- _INPUT FOR THIS TASK_
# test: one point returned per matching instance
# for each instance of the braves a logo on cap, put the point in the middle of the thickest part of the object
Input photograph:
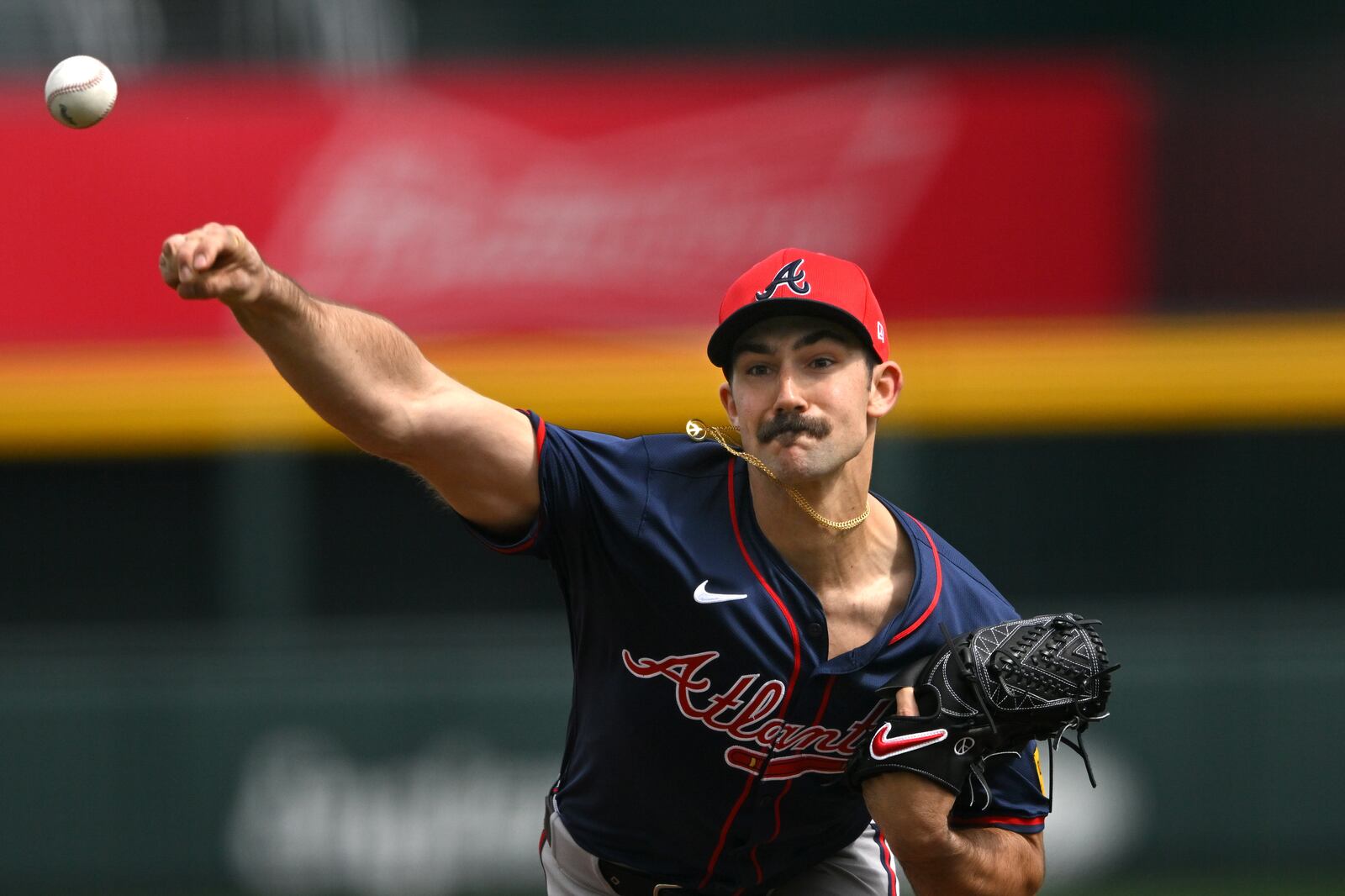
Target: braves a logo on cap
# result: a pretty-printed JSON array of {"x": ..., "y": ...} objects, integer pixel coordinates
[
  {"x": 885, "y": 747},
  {"x": 790, "y": 276}
]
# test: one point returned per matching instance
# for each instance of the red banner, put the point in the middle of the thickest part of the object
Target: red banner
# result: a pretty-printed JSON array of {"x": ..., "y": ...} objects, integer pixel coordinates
[{"x": 562, "y": 197}]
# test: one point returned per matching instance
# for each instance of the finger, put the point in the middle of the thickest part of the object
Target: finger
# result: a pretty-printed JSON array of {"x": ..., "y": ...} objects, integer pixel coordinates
[
  {"x": 215, "y": 240},
  {"x": 167, "y": 260},
  {"x": 907, "y": 703}
]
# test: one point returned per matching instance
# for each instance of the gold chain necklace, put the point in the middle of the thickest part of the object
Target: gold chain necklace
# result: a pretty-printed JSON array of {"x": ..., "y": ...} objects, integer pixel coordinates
[{"x": 699, "y": 430}]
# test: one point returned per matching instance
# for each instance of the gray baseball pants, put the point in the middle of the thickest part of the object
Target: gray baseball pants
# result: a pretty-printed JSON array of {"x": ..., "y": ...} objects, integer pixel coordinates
[{"x": 864, "y": 868}]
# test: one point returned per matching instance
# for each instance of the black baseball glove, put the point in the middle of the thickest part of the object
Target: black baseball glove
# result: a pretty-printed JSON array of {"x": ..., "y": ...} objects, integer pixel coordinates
[{"x": 986, "y": 694}]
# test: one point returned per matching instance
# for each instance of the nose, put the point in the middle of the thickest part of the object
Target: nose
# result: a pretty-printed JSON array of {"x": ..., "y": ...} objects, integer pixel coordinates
[{"x": 789, "y": 398}]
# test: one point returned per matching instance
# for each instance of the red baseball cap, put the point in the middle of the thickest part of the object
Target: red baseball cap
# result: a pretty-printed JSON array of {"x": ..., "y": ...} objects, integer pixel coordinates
[{"x": 797, "y": 282}]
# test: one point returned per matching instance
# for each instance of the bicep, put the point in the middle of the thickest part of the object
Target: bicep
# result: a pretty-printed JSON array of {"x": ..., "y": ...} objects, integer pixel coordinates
[{"x": 477, "y": 454}]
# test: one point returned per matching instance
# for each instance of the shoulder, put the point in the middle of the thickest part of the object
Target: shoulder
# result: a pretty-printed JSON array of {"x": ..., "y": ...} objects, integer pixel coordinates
[
  {"x": 678, "y": 455},
  {"x": 672, "y": 454},
  {"x": 975, "y": 593}
]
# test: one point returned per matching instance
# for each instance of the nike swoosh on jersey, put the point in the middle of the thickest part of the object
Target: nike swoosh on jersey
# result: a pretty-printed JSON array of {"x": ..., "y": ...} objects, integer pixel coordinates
[
  {"x": 704, "y": 596},
  {"x": 884, "y": 747}
]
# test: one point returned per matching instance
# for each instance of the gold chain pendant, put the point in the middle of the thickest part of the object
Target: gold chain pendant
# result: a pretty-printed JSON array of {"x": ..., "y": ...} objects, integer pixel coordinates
[{"x": 699, "y": 432}]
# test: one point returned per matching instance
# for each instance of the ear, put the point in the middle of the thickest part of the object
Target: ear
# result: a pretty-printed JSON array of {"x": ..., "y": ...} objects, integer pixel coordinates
[
  {"x": 731, "y": 407},
  {"x": 884, "y": 387}
]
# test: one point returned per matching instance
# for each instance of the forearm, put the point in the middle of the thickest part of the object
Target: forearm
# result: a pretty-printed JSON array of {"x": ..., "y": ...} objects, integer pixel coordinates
[
  {"x": 941, "y": 860},
  {"x": 356, "y": 370},
  {"x": 975, "y": 862}
]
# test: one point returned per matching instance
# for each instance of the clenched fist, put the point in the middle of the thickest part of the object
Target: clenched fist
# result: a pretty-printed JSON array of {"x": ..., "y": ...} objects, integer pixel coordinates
[{"x": 214, "y": 261}]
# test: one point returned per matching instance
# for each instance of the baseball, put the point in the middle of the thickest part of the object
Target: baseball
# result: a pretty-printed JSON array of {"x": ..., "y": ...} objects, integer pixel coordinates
[{"x": 81, "y": 92}]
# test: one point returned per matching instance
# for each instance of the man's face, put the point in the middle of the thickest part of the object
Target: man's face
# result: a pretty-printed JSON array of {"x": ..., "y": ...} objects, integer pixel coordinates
[{"x": 800, "y": 394}]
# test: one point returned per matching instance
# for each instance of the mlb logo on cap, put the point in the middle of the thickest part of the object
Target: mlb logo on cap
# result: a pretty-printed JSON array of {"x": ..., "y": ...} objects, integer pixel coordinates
[{"x": 797, "y": 282}]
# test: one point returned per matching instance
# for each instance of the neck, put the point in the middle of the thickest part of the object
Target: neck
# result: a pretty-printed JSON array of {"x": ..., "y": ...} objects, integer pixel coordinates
[{"x": 822, "y": 555}]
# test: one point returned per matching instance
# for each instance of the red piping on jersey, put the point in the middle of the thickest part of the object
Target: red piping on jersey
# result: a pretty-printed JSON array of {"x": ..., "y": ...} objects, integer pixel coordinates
[
  {"x": 822, "y": 709},
  {"x": 789, "y": 688},
  {"x": 887, "y": 865},
  {"x": 997, "y": 820},
  {"x": 938, "y": 586},
  {"x": 525, "y": 546}
]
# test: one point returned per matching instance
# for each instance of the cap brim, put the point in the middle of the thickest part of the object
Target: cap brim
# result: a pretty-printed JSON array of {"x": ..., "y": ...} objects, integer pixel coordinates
[{"x": 726, "y": 334}]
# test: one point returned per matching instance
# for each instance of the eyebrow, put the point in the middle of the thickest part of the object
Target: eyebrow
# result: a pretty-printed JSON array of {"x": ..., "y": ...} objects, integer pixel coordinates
[{"x": 802, "y": 342}]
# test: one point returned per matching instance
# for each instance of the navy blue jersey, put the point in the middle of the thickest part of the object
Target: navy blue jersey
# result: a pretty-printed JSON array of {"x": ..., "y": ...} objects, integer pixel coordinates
[{"x": 709, "y": 730}]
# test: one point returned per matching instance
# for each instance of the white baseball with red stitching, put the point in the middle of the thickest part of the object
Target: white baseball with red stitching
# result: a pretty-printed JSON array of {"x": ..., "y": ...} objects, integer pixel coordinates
[{"x": 81, "y": 92}]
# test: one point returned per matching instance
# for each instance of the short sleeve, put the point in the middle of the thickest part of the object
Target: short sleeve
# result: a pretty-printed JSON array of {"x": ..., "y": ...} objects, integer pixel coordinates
[
  {"x": 1017, "y": 797},
  {"x": 593, "y": 490}
]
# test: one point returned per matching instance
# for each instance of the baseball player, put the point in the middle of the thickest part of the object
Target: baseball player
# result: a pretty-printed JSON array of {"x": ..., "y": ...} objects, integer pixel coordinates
[{"x": 733, "y": 609}]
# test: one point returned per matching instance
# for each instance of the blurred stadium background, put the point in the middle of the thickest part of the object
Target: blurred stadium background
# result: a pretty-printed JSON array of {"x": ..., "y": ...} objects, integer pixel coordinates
[{"x": 239, "y": 656}]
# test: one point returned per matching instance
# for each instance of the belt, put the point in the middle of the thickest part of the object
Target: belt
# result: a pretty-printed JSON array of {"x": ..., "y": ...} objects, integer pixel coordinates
[{"x": 627, "y": 882}]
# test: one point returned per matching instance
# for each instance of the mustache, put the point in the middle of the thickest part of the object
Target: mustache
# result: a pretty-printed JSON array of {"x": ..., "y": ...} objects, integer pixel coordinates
[{"x": 782, "y": 424}]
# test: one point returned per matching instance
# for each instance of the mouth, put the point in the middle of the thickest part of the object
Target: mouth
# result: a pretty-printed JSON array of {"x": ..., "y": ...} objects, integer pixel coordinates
[{"x": 790, "y": 428}]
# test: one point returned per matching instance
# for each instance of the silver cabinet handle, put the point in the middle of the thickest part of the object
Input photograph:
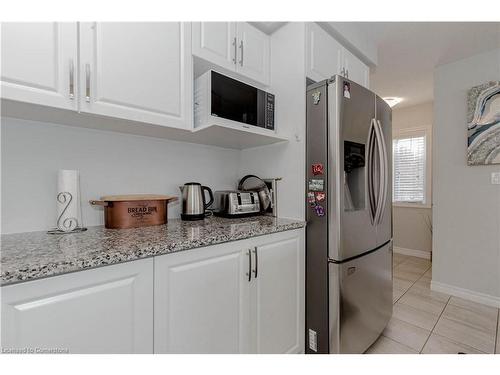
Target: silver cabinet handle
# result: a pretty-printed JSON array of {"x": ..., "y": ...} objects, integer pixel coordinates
[
  {"x": 256, "y": 270},
  {"x": 87, "y": 83},
  {"x": 241, "y": 48},
  {"x": 235, "y": 50},
  {"x": 249, "y": 273},
  {"x": 71, "y": 79}
]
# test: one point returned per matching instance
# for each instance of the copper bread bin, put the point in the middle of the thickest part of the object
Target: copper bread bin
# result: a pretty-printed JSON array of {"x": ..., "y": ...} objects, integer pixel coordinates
[{"x": 134, "y": 211}]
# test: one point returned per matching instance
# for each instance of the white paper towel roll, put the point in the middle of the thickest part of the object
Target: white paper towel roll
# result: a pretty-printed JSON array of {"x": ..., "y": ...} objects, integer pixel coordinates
[{"x": 68, "y": 200}]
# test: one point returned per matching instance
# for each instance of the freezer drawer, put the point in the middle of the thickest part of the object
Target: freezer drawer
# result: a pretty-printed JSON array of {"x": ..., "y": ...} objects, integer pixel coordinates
[{"x": 360, "y": 300}]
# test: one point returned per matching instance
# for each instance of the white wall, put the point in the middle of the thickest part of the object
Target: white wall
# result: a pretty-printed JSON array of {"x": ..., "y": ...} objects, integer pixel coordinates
[
  {"x": 287, "y": 159},
  {"x": 109, "y": 163},
  {"x": 411, "y": 224},
  {"x": 466, "y": 212}
]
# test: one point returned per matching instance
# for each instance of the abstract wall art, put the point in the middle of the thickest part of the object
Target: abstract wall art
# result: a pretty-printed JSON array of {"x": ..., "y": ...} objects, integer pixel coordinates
[{"x": 483, "y": 124}]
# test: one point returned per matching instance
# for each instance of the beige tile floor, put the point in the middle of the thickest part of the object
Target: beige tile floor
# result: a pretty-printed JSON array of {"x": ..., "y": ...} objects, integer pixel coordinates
[{"x": 429, "y": 322}]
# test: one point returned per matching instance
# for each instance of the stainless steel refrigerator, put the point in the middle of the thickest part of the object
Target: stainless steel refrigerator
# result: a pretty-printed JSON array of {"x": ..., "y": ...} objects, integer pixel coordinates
[{"x": 349, "y": 217}]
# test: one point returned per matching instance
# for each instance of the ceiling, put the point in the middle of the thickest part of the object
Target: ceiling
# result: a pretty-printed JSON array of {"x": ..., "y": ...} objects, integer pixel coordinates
[{"x": 408, "y": 52}]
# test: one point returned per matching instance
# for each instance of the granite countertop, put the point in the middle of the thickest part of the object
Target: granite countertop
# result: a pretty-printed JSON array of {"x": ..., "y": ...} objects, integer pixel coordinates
[{"x": 33, "y": 255}]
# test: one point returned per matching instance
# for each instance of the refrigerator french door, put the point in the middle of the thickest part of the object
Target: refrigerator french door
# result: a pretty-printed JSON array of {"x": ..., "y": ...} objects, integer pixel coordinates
[{"x": 349, "y": 215}]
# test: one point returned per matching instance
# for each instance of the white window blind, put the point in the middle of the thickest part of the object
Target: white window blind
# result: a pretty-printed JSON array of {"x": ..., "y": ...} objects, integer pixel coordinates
[{"x": 409, "y": 169}]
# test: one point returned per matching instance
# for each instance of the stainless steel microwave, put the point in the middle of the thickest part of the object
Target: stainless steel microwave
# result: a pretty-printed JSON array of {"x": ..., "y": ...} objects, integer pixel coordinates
[{"x": 221, "y": 100}]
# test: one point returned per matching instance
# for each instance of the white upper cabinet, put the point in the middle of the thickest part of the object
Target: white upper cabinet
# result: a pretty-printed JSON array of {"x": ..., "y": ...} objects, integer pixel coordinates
[
  {"x": 253, "y": 53},
  {"x": 355, "y": 69},
  {"x": 326, "y": 57},
  {"x": 39, "y": 63},
  {"x": 238, "y": 47},
  {"x": 137, "y": 71},
  {"x": 103, "y": 310},
  {"x": 323, "y": 54},
  {"x": 215, "y": 42},
  {"x": 279, "y": 296}
]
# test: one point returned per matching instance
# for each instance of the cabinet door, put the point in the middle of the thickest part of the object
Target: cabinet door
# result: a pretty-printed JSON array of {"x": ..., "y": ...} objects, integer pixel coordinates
[
  {"x": 278, "y": 292},
  {"x": 202, "y": 301},
  {"x": 39, "y": 63},
  {"x": 355, "y": 69},
  {"x": 253, "y": 52},
  {"x": 322, "y": 55},
  {"x": 104, "y": 310},
  {"x": 215, "y": 42},
  {"x": 138, "y": 71}
]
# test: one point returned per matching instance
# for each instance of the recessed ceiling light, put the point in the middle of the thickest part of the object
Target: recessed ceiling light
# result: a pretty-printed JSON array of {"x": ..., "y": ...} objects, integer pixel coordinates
[{"x": 392, "y": 101}]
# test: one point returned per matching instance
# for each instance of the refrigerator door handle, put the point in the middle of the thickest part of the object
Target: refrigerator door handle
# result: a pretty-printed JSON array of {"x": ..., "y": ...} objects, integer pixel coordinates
[
  {"x": 385, "y": 176},
  {"x": 381, "y": 172},
  {"x": 371, "y": 188}
]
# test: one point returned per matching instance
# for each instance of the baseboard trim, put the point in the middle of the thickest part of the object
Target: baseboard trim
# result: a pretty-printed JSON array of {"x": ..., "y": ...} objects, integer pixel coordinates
[
  {"x": 470, "y": 295},
  {"x": 412, "y": 252}
]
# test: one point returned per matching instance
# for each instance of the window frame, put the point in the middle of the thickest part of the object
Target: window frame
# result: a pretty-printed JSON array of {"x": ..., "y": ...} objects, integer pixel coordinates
[{"x": 424, "y": 131}]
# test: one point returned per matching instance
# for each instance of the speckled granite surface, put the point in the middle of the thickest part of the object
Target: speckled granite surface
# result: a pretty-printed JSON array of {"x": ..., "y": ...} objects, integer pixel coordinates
[{"x": 33, "y": 255}]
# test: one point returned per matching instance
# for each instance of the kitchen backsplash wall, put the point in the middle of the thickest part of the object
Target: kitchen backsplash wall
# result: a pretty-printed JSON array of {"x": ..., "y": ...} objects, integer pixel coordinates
[{"x": 109, "y": 163}]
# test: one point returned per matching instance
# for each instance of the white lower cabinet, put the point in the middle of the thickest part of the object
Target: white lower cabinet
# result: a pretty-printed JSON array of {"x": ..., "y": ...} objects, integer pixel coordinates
[
  {"x": 103, "y": 310},
  {"x": 240, "y": 297},
  {"x": 202, "y": 301}
]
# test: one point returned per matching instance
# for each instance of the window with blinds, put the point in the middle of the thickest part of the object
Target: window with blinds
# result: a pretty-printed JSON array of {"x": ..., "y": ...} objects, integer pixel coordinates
[{"x": 409, "y": 169}]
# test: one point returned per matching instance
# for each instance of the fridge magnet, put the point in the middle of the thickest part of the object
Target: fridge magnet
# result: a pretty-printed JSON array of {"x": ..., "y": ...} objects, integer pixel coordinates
[
  {"x": 316, "y": 95},
  {"x": 320, "y": 196},
  {"x": 316, "y": 185},
  {"x": 483, "y": 124},
  {"x": 320, "y": 211},
  {"x": 317, "y": 169},
  {"x": 311, "y": 199},
  {"x": 347, "y": 90}
]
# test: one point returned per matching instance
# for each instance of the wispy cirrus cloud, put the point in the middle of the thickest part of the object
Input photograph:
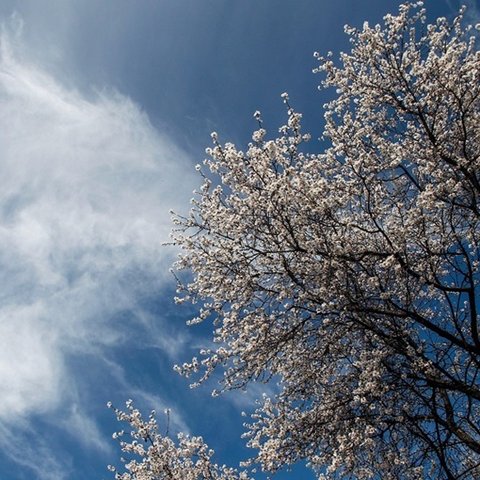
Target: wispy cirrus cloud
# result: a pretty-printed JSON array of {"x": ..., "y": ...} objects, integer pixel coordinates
[{"x": 86, "y": 185}]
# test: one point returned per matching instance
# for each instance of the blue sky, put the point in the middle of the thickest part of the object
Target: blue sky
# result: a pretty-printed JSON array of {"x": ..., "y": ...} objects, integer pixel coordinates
[{"x": 106, "y": 106}]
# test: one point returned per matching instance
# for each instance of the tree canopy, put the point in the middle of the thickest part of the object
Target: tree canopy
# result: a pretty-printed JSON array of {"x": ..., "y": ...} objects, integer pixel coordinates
[{"x": 350, "y": 277}]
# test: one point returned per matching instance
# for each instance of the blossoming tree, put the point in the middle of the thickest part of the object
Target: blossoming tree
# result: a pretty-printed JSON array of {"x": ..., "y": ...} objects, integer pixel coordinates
[{"x": 349, "y": 277}]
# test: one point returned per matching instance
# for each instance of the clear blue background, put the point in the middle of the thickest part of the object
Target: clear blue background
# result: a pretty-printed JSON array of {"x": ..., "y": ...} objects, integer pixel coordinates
[{"x": 189, "y": 67}]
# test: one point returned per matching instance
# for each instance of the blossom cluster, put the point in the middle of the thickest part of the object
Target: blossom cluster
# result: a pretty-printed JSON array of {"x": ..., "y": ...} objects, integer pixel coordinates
[
  {"x": 153, "y": 456},
  {"x": 351, "y": 277}
]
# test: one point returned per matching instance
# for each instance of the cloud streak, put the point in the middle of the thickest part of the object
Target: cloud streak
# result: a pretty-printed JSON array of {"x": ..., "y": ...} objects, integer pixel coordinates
[{"x": 85, "y": 191}]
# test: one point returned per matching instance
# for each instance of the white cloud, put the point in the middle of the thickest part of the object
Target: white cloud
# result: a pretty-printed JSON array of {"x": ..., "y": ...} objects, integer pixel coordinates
[{"x": 85, "y": 189}]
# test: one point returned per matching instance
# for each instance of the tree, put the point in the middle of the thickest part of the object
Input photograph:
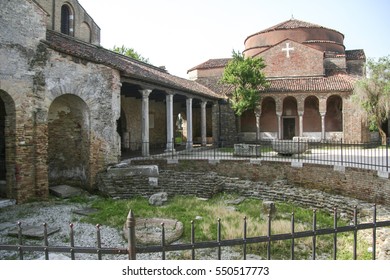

- _OBJECTIVE_
Print the records from their first line through the line containing "Target: braves a logo on cap", with both ends included, and omit any pictures from your answer.

- _SOLVED PROBLEM_
# test: one point returned per matching instance
# for each instance of the braves a logo on cap, put the point in the middle of the thickest part of the object
Input photograph:
Target: braves a logo on cap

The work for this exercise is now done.